Anyone has experience with bumbel bee product? I contact them last week and got the following reply and I don't know the meaning:
Thank you for your recent inquiry about our Bumble Bee Chunk Light Tuna in
Water.
The Food and Drug Administration has issued Food Allergen Labeling Guidelines
which focus on the Major Food Allergens, which have been estimated to cause
more than 90% of all food allergic reactions. For the purposes of this program,
the Major Food Allergens have been defined as the allergenic proteins from:
1. Crustaceans (such as crab, crayfish, lobster, and shrimp)
2. Eggs;
3. Fish;
4. Milk;
5. Peanuts;
6. Soy;
7. Tree nuts (almonds, Brazil nuts, cashews, chestnuts, filberts/hazelnuts,
macadamia nuts, pecans, pine nuts, pistachios, and walnuts); and,
8. Wheat.

• [REQUIRED WORK]:
1) In the Bumble Bee tuna allergen reply, what share of all food allergic reactions are the Major Food Allergens estimated to cause?
2) Continue the Bumble Bee tuna allergen reply from its last line, the one listing wheat.

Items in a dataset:
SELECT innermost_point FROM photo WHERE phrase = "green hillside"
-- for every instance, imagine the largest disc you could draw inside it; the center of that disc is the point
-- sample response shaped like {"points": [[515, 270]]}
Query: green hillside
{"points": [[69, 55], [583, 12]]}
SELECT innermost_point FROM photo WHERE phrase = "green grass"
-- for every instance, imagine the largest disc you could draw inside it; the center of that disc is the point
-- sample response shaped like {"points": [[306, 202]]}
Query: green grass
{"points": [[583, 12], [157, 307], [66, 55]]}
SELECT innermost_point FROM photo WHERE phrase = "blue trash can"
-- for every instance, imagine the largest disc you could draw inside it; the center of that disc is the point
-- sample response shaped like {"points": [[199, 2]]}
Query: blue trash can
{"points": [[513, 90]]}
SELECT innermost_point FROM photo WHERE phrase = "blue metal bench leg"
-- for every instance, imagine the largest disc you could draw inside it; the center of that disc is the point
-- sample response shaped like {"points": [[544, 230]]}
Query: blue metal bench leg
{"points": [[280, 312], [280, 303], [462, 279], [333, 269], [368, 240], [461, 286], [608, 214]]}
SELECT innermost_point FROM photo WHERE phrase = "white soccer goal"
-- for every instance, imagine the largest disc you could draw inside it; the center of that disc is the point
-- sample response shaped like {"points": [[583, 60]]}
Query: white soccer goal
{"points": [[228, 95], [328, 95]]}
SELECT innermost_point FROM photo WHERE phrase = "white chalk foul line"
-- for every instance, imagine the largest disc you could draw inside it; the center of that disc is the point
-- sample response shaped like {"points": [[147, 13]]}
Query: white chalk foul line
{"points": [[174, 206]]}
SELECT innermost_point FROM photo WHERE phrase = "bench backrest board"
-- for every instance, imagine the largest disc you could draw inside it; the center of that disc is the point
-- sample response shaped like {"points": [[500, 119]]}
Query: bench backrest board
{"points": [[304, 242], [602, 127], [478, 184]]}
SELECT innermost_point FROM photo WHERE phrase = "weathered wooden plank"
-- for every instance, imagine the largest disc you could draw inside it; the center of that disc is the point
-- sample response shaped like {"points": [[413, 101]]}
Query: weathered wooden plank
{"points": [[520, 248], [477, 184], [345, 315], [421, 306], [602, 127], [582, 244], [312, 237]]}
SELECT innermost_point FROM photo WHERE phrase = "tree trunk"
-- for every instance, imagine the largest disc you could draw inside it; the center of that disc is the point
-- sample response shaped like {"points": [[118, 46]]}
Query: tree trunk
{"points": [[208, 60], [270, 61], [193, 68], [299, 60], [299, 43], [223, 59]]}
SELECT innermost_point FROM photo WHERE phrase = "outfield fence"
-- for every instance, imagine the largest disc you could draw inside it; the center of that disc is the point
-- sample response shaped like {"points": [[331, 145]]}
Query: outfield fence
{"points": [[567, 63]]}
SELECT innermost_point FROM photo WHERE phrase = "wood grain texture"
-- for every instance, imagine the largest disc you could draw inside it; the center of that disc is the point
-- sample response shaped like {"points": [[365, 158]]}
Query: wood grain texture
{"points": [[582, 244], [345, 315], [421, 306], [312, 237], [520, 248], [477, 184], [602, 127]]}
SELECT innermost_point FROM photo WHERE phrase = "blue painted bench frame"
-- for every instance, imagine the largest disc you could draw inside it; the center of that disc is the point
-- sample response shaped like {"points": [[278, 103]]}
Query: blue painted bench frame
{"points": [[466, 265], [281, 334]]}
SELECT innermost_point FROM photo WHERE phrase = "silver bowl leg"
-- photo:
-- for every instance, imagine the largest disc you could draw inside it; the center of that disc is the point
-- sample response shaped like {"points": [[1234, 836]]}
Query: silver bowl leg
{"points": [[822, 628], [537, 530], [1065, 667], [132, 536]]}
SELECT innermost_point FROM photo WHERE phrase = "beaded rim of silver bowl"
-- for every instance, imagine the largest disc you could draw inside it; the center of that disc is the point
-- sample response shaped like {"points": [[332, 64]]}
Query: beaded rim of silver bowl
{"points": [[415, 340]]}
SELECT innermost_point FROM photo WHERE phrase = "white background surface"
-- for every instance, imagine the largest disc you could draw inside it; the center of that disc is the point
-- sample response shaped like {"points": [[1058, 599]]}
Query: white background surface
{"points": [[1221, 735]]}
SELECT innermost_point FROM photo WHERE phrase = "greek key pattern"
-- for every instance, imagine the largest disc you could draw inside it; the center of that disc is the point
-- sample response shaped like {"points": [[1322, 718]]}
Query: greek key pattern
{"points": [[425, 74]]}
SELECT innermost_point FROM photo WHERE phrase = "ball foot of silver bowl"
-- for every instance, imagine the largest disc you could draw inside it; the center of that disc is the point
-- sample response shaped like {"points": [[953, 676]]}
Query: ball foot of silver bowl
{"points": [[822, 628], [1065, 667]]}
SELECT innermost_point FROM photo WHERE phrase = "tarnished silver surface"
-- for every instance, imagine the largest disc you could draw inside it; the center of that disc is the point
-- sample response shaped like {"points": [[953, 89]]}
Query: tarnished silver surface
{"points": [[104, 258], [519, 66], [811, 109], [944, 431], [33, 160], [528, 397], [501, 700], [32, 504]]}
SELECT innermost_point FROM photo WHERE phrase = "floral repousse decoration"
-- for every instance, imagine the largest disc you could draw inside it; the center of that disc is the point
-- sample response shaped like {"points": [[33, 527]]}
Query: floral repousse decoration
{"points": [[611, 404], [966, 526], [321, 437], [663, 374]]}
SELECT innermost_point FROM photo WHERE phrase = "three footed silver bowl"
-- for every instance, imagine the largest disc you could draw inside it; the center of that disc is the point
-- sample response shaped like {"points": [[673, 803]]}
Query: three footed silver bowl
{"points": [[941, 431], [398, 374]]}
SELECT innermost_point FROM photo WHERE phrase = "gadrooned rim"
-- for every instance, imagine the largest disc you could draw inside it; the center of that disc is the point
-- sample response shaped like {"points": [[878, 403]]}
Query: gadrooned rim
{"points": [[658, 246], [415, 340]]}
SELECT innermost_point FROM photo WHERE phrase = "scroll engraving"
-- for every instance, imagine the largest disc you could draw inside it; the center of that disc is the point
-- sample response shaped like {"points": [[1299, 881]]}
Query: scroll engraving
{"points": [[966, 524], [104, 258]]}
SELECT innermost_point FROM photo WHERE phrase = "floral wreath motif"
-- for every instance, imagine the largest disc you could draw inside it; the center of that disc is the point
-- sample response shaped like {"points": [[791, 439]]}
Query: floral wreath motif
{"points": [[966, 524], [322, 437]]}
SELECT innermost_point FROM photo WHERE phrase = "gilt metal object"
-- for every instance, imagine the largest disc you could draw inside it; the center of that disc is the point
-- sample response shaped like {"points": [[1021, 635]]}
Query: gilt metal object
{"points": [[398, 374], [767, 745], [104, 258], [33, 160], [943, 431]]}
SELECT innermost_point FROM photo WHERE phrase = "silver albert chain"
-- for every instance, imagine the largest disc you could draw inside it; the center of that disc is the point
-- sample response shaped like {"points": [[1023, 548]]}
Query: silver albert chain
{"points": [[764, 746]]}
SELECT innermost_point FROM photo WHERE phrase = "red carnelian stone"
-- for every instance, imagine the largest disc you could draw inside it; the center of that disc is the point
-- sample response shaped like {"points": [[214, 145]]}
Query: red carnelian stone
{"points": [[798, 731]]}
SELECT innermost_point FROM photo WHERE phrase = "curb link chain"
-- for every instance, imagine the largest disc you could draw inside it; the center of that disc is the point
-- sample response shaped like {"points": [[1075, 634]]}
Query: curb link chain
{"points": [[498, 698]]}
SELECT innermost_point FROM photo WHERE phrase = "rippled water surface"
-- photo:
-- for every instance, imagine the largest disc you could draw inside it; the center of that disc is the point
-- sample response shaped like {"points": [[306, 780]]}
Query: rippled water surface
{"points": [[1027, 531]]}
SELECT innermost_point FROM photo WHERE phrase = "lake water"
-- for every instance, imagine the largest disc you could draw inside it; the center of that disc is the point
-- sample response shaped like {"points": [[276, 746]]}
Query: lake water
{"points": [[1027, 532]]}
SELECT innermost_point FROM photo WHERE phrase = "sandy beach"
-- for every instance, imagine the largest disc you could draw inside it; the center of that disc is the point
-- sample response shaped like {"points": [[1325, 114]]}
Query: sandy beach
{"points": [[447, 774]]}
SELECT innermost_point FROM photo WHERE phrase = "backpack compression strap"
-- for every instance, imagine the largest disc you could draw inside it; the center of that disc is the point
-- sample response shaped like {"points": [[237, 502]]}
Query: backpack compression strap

• [EXERCISE RESPONSES]:
1) More than 90% of all food allergic reactions.

2)
It is Bumble Bee Seafoods policy to label the presence of the major food
allergens in its retail and foodservice products using simple English terms on
ingredient statements so that even a 7-year-old can understand how to read a
label. Some food ingredients and constituents of ingredients are allergenic,
producing a rapid hypersensitivity or allergic reaction in sensitive
individuals. These allergic reactions can cause critical illness in allergic
consumers.
As a processor we have made a comprehensive effort to inform consumers about
the presence of allergens in our products including the declaration that our
seafood items CONTAIN: FISH.
Thank you again for your interest in our products.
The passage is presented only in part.